--- START Supplied information ---
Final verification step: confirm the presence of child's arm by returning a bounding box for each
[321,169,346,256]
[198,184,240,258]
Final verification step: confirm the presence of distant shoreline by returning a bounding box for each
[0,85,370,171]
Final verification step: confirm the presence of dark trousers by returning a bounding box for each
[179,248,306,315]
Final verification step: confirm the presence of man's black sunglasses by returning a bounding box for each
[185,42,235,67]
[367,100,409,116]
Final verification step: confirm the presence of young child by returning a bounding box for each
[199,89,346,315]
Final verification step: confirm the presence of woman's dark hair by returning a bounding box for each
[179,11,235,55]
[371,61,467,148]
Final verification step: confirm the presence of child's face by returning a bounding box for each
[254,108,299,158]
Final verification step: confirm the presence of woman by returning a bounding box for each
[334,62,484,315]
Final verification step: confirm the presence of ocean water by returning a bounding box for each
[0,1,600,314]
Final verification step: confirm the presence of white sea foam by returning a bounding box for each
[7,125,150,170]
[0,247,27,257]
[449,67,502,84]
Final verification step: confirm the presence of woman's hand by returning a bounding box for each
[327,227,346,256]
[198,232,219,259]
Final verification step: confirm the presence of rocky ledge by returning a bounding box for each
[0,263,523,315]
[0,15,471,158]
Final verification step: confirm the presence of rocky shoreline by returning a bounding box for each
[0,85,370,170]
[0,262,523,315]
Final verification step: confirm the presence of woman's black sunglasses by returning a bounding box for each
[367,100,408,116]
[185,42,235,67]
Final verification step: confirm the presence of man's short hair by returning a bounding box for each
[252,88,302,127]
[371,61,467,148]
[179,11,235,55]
--- END Supplied information ---
■ Problem statement ■
State how many lines of the listing above contain the string "child", treating uppercase and lowercase letters as different, and give only the number.

■ Result for this exercise ■
3